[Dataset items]

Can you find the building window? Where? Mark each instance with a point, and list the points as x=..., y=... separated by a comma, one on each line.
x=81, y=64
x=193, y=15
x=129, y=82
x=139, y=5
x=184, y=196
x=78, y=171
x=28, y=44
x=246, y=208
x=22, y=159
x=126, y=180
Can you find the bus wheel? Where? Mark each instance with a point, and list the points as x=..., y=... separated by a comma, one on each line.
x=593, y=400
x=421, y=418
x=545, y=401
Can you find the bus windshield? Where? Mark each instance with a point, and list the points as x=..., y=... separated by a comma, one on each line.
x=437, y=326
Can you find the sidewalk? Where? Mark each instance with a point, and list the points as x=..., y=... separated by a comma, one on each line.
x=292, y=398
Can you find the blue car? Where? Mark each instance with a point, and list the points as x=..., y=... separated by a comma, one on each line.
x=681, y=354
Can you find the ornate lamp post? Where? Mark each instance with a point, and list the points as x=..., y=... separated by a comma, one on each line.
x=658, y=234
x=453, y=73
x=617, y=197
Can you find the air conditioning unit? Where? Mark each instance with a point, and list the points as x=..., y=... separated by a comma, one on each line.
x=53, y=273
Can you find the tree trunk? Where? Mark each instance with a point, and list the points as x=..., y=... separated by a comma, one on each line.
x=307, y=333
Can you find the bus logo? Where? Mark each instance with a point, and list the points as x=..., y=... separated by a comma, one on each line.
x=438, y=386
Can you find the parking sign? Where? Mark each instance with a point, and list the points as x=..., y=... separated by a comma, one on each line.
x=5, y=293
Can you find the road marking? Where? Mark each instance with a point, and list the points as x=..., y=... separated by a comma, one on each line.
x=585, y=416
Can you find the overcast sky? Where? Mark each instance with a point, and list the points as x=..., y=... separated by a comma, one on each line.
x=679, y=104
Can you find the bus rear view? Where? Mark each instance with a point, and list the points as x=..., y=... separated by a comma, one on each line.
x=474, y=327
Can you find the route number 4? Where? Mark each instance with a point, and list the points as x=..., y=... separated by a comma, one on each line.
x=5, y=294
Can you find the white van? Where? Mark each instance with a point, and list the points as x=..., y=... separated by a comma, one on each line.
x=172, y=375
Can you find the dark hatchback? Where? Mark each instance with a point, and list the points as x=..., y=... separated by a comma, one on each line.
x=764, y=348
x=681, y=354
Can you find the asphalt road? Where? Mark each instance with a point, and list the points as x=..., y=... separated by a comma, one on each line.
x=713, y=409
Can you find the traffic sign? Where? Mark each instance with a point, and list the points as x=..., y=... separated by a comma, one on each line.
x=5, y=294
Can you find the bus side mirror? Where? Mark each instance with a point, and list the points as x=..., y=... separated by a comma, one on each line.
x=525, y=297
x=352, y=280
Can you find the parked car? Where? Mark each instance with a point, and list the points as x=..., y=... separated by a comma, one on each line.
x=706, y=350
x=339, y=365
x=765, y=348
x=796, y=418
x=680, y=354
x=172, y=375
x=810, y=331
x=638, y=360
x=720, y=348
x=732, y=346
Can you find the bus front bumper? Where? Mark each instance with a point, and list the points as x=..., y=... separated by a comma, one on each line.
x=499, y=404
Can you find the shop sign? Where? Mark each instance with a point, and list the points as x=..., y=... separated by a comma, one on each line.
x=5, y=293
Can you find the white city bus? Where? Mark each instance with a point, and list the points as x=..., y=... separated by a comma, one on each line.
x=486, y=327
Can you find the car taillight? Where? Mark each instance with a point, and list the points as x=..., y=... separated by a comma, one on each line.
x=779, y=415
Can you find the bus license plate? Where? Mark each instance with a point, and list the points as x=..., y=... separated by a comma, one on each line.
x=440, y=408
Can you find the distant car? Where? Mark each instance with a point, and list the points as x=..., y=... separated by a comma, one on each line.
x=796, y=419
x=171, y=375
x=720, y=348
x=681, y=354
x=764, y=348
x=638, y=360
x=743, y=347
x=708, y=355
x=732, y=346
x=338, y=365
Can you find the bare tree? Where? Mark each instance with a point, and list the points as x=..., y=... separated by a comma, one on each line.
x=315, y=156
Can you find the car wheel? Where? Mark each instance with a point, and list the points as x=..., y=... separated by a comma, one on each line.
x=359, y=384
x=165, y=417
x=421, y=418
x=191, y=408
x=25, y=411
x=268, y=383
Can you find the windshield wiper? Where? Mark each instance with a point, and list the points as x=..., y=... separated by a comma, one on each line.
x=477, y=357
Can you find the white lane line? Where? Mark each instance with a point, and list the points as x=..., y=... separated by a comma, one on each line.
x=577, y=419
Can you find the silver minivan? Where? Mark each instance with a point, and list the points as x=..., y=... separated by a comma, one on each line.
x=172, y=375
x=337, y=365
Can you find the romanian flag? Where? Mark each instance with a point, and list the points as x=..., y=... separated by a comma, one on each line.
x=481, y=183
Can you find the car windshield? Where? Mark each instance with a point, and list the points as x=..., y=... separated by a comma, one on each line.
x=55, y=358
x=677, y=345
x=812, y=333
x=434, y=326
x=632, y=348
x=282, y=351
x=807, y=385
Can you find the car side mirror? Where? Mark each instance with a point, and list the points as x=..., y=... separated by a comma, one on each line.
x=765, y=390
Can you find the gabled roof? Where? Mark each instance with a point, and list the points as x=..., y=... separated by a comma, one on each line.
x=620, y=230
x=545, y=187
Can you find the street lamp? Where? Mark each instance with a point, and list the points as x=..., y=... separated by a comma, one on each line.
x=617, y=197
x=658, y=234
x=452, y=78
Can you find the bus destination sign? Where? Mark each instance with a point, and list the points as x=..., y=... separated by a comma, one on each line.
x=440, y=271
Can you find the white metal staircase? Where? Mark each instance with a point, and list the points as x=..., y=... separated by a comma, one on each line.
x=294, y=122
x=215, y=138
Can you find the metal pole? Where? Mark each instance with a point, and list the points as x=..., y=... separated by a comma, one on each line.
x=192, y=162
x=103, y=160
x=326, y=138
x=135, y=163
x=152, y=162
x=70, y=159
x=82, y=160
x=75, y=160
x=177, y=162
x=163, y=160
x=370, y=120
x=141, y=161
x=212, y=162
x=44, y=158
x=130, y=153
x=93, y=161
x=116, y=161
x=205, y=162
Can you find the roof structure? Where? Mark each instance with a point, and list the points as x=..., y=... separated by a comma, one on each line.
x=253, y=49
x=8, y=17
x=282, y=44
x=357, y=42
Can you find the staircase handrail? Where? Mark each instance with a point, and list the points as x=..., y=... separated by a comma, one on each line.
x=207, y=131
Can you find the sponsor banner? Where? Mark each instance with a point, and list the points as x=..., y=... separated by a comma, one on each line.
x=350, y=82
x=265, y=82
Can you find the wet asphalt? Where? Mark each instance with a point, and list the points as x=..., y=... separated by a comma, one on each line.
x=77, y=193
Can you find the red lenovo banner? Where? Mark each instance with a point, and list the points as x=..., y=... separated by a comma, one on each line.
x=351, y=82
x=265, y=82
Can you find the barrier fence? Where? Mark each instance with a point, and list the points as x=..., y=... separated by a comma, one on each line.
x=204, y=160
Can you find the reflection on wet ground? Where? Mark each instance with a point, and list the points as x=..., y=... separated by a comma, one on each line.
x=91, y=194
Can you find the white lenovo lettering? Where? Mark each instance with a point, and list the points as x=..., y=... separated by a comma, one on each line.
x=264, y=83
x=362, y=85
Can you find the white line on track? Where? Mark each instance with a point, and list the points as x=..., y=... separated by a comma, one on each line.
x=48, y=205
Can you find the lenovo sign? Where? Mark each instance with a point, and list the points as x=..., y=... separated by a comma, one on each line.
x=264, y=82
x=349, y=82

Work required — Please copy these data lines word for word, with nothing left out.

Written reply —
Can you find the building window? Where? Mark each instance with a point, and list the points as x=..., y=... separated by a comma, one on each line.
x=81, y=64
x=193, y=15
x=129, y=82
x=139, y=5
x=184, y=196
x=78, y=171
x=28, y=44
x=246, y=208
x=22, y=159
x=126, y=180
Can you find the bus wheel? Where? Mark each instance with a point, and list the points as x=..., y=... separated by a comma, one on each line.
x=593, y=400
x=421, y=418
x=545, y=401
Can you find the bus windshield? Where? Mark each instance with a point, and list the points as x=..., y=... separated by a comma, one on each line.
x=437, y=326
Can you find the sidewalk? Where? Mark each instance with a point, and list the points as x=..., y=... separated by a comma, one on each line.
x=292, y=398
Can you find the blue car? Where? Mark each instance with a point, and list the points as x=..., y=... separated by a comma, one on each line.
x=681, y=354
Can you find the ornate lamp post? Where? Mark each instance with a point, and list the points as x=..., y=... separated by a comma, one on each line.
x=658, y=234
x=453, y=73
x=617, y=197
Can you find the air conditioning unit? Where? Mark each instance with a point, and list the points as x=..., y=... separated by a comma, one on each line.
x=53, y=273
Can you find the tree trunk? Where? Mark each instance with a point, and list the points as x=..., y=... separated by a comma, one on each line.
x=307, y=333
Can you find the bus logo? Where? Mark each instance with a point, and list the points as x=..., y=... separated by a comma, one on each line.
x=438, y=386
Can you find the parking sign? Where? Mark each instance with a point, and list the points as x=..., y=... separated by a comma, one on each line.
x=5, y=293
Can you find the road marking? Where? Mark each instance with a point, and list the points as x=..., y=... separated by a comma, one on each line.
x=585, y=416
Can you find the overcast sky? Where? Mark each instance with a point, and list the points as x=..., y=... separated by a comma, one on each line.
x=679, y=104
Can you find the bus rear view? Where? Mark each instance with a point, and list the points as x=..., y=... separated by a comma, one on each line.
x=474, y=327
Can you find the route number 4? Where? Mark each instance with a point, and list the points as x=..., y=... separated by a comma, one on each line.
x=5, y=294
Can you find the white van? Where? Mark each instance with a point, and list the points as x=..., y=... separated by a comma, one on each line.
x=172, y=375
Can you find the dark hatchback? Where? Mark each instance with a point, and list the points as x=..., y=... separated by a comma, one on each line.
x=764, y=348
x=681, y=354
Can you find the asphalt road? Where? Mark each instance with a point, and list the points as x=..., y=... separated by a comma, one on each line.
x=713, y=409
Can you find the traffic sign? Where? Mark each instance with a point, and list the points as x=..., y=... separated by a comma, one on each line.
x=5, y=294
Can you find the bus side mirror? Where? Mark each instance with a point, and list the points as x=..., y=... separated by a comma, one on each line.
x=525, y=297
x=352, y=280
Can you find the parked car? Where? Mark each instance with a point, and list the points as x=..., y=... separated by a comma, one on each line.
x=706, y=350
x=339, y=365
x=765, y=348
x=796, y=418
x=680, y=354
x=172, y=375
x=810, y=331
x=638, y=360
x=720, y=348
x=732, y=346
Can you find the bus front bumper? Where? Mark each instance with a point, and list the points as x=..., y=... separated by a comma, one on each line.
x=499, y=404
Can you find the shop sign? Where? Mark each instance with a point, and list the points as x=..., y=... separated by a comma, one on each line.
x=5, y=293
Can you find the white city bus? Where? Mark each instance with a point, and list the points as x=..., y=... separated by a comma, one on each line.
x=486, y=327
Can you find the car taillight? Where? Mark each instance with a point, and list the points as x=..., y=... separated by a comma, one on each line.
x=779, y=415
Can you find the bus license plate? Where? Mark each instance with a point, and list the points as x=..., y=... separated by a comma, one on each line.
x=440, y=408
Can you find the distant car? Where? Mark each instance with a point, and list the points as x=..., y=... separated by a comma, one on each line.
x=796, y=419
x=171, y=375
x=720, y=348
x=681, y=354
x=764, y=348
x=638, y=360
x=743, y=347
x=708, y=355
x=732, y=346
x=338, y=365
Can you find the bare tree? Where? Mark each instance with a point, and list the points as x=..., y=... separated by a comma, one on each line.
x=315, y=156
Can you find the car wheel? Where? Mark each instance with a point, and list the points as x=..., y=... separated by a comma, one on each line.
x=359, y=384
x=165, y=417
x=421, y=418
x=191, y=408
x=25, y=411
x=268, y=383
Can you find the windshield wiper? Where? Mark each instance with a point, and list the points as x=..., y=... separated by a comma, one on each line.
x=477, y=357
Can you find the white lane line? Where? Mark each instance with a point, and list the points as x=..., y=... separated by a comma, one on each line.
x=577, y=419
Can you find the silver minivan? Where? Mark each instance with a point, and list the points as x=..., y=... separated by a comma, one on each line.
x=172, y=375
x=337, y=365
Can you find the romanian flag? Where? Mark each instance with a point, and list the points as x=..., y=... separated by a comma, one on each line.
x=481, y=183
Can you find the car windshield? Where? Mark each instance with a point, and list the points as x=..., y=... separated by a comma, one on each line.
x=55, y=358
x=677, y=345
x=812, y=333
x=434, y=326
x=632, y=348
x=282, y=351
x=807, y=385
Can you find the car side mirror? Where? Mark each instance with a point, and list the points as x=..., y=... separated by a comma, one on each line.
x=765, y=390
Can you find the gabled roof? Where? Mark each instance with a point, and list the points as x=..., y=... separated by a comma, one on each line.
x=620, y=230
x=545, y=187
Can you find the street lamp? Where? Mark each instance with a point, and list the points as x=..., y=... separated by a comma, one on each line.
x=617, y=197
x=658, y=234
x=452, y=78
Can you find the bus destination sign? Where? Mark each instance with a point, and list the points as x=..., y=... separated by a comma, one on each line.
x=440, y=271
Can you find the white metal staircase? Where? Mark each instance with a point, and list the points as x=..., y=... separated by a comma, one on each line.
x=294, y=122
x=215, y=138
Can you find the metal pole? Where? Mark each instance with a point, and list the points as x=..., y=... separated by a comma, one on each line.
x=192, y=162
x=103, y=160
x=326, y=138
x=135, y=163
x=152, y=162
x=70, y=159
x=82, y=160
x=75, y=160
x=177, y=162
x=163, y=160
x=370, y=120
x=141, y=161
x=212, y=162
x=44, y=158
x=130, y=153
x=93, y=161
x=116, y=161
x=205, y=162
Can you find the roof structure? Where? Mark each instance with a point, and list the points as x=..., y=... separated by a comma, one on each line.
x=253, y=49
x=8, y=17
x=282, y=44
x=357, y=42
Can you find the staircase handrail? Where? Mark each instance with a point, and list the points as x=..., y=... separated by a comma, one on each line.
x=207, y=131
Can you find the sponsor banner? Where? Mark each instance with a point, and list the points as x=..., y=... separated by a comma, one on each line.
x=350, y=82
x=265, y=82
Can you find the wet asphalt? Where? Mark each instance with a point, and list the points as x=..., y=... separated by a comma, one on each line.
x=77, y=193
Can you find the red lenovo banner? Where? Mark each instance with a point, and list the points as x=..., y=... separated by a comma, one on each line.
x=351, y=82
x=265, y=82
Can you find the barrier fence? Where? Mark each instance with a point, and list the points as x=..., y=... separated by a comma, one on each line.
x=204, y=160
Can you find the reflection on wet ground? Where? Mark each instance with a point, and list the points as x=..., y=... separated by a comma, one on each line.
x=91, y=194
Can you find the white lenovo lettering? Where? Mark each instance with a point, and list the points as x=..., y=... separated by a comma, one on each line.
x=264, y=83
x=362, y=85
Can you find the white line on track? Where? Mark each instance with a point, and list the points as x=..., y=... separated by a comma, one on each line.
x=48, y=205
Can you find the lenovo sign? Where? Mark each instance with a point, and list the points as x=..., y=... separated by a comma, one on each line.
x=264, y=82
x=349, y=82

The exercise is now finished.